--- START OF Passage given ---

When I need to get my black kitty, Josie, to the vet, I'm very, very evil. She's addicted to treats. Have you ever seen that episode of Family Guy with the greasy underwear guy who's following a line of candy? He goes "Ooo, piece of candy. Ooo, piece of candy" and so on. Well, I do that to Josie, and she'll walk right into the crate before she realizes what's going on. It's mean and she hates me for hours afterward, but then I just pull out the bag of treats again and we're all good.


----------



## Carrien (Jan 30, 2011)

Thank you, thank you everyone so many great ideas....I'll pick up some catnip this week and try it out ahead of time to see if we get happy stoned or uncontrollable entity cat. She has catnip toys but doesn't seem interested....but hey I'll try anything to make this as least traumatic as possible for her.

--- END OF Passage given ---

Stated goal 1.
Please copy the forum posts about getting a cat to the vet from "Thank you, thank" to "possible for her.", replacing "catnip" with "cat grass".
Stated goal 2.
In the forum posts about getting a cat to the vet, what does Carrien intend to pick up this week?
The material that comes next has no connection to the forum posts about getting a cat to the vet.

--- START OF Record excerpts ---

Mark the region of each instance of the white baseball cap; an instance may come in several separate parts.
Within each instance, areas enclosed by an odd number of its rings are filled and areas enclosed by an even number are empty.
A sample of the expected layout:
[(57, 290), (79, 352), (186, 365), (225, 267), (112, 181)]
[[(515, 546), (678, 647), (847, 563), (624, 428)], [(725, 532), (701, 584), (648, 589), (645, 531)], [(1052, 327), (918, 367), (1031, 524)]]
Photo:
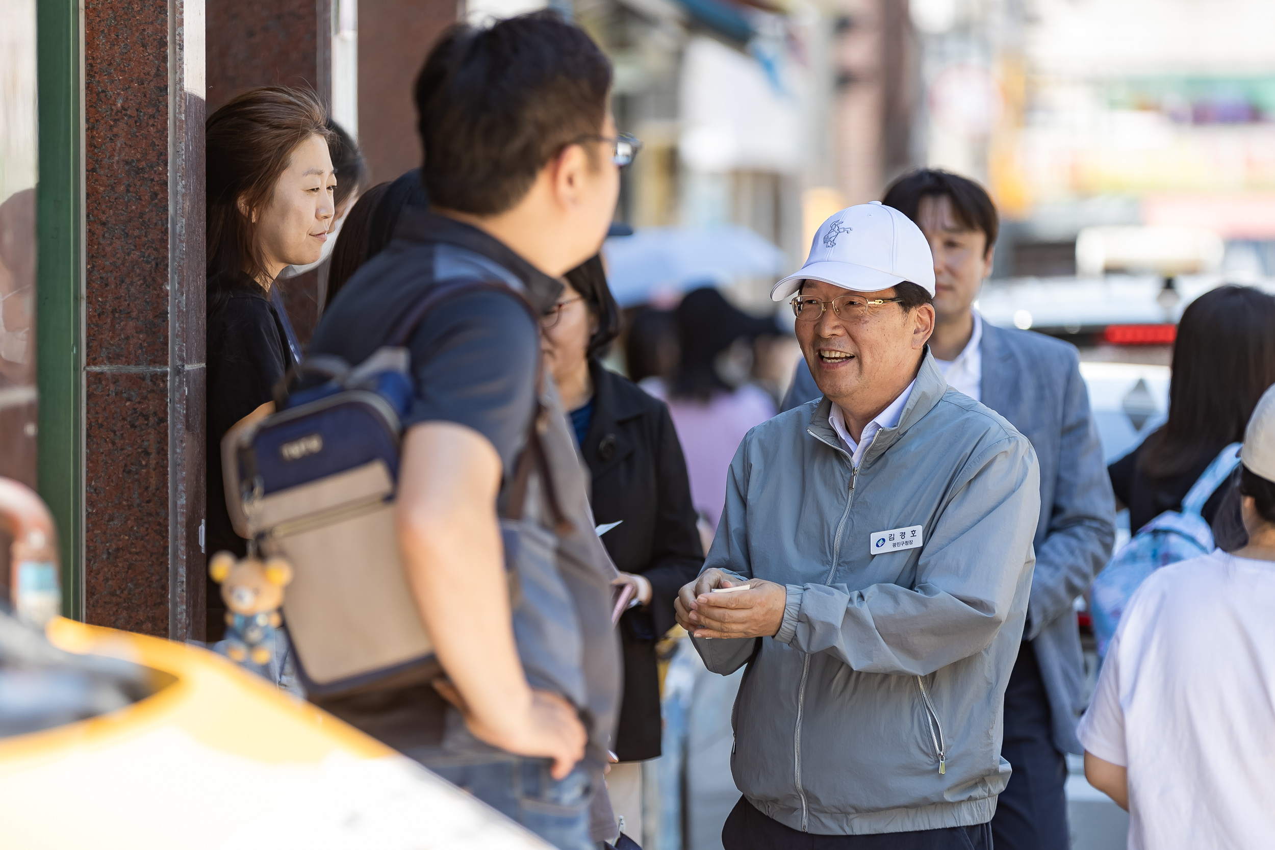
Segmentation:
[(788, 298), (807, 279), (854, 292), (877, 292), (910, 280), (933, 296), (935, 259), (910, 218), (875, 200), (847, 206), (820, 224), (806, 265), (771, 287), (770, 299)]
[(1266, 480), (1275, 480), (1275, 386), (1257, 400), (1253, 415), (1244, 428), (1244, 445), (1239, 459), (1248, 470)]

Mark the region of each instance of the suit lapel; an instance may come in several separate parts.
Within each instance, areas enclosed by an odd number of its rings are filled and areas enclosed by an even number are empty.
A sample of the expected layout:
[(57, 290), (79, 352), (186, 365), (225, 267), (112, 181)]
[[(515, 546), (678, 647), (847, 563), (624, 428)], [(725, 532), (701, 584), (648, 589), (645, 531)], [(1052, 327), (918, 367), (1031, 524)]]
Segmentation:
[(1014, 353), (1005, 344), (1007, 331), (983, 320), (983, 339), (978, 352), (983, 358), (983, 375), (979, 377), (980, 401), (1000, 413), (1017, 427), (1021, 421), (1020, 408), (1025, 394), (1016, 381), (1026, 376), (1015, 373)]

--- END OF Record excerpts ---
--- START OF Record excerpts ---

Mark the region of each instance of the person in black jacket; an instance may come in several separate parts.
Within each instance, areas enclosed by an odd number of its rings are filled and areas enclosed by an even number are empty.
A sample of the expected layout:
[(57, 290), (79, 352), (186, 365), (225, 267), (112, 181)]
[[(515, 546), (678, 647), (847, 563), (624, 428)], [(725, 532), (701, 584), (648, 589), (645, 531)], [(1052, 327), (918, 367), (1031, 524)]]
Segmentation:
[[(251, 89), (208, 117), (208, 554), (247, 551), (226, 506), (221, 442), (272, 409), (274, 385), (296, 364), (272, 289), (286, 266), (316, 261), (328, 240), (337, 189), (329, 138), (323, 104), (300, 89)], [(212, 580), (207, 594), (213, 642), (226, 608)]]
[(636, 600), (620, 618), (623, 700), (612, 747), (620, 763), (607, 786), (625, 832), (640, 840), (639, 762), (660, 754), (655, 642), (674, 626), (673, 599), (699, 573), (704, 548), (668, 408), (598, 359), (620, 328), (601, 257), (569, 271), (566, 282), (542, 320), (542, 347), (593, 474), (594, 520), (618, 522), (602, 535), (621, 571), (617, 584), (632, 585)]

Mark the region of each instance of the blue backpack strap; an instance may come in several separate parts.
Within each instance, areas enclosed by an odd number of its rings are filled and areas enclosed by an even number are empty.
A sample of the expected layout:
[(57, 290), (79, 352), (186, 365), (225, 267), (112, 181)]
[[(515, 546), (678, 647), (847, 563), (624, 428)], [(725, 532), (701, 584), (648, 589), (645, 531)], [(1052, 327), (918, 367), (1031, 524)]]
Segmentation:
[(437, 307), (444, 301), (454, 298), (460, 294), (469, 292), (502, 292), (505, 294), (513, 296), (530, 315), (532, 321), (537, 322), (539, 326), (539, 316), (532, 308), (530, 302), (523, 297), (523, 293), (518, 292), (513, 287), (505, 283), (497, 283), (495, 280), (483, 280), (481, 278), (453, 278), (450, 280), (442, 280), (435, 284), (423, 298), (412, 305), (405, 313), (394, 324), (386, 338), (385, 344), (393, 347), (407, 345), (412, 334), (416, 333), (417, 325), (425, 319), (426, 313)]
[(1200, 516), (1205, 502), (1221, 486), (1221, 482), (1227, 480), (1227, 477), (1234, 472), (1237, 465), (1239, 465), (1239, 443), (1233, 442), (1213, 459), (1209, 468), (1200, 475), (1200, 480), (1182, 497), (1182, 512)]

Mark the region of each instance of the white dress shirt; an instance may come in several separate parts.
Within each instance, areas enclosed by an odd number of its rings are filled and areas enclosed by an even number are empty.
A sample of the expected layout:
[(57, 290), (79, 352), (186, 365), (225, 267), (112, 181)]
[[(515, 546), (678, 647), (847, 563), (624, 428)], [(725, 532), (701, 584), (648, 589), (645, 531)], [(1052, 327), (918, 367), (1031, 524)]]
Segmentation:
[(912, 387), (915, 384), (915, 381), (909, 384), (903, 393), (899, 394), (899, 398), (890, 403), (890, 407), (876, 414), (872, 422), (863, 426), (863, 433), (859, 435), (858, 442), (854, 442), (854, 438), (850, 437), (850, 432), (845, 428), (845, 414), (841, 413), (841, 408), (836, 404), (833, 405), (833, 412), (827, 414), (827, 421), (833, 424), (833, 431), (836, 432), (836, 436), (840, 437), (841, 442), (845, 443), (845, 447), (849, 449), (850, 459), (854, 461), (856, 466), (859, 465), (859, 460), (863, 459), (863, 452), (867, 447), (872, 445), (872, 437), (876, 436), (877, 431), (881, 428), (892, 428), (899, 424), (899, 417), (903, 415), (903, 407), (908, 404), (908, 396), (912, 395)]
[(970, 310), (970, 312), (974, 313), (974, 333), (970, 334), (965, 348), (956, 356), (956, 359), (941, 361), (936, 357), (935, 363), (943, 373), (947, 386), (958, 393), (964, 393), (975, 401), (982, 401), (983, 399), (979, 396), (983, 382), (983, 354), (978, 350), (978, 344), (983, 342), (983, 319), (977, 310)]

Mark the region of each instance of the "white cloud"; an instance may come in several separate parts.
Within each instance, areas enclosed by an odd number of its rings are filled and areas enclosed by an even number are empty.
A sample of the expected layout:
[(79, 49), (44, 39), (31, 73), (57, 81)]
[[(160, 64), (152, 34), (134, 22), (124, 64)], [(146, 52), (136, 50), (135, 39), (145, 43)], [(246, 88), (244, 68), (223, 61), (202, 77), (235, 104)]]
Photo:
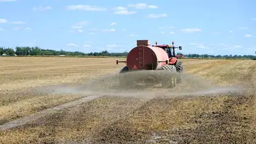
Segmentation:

--- END OF Record excerpts ---

Task result 1.
Thank you, thank you everyone so many great ideas....I'll pick up some cat grass this week and try it out ahead of time to see if we get happy stoned or uncontrollable entity cat. She has cat grass toys but doesn't seem interested....but hey I'll try anything to make this as least traumatic as possible for her.

Task result 2.
Some catnip.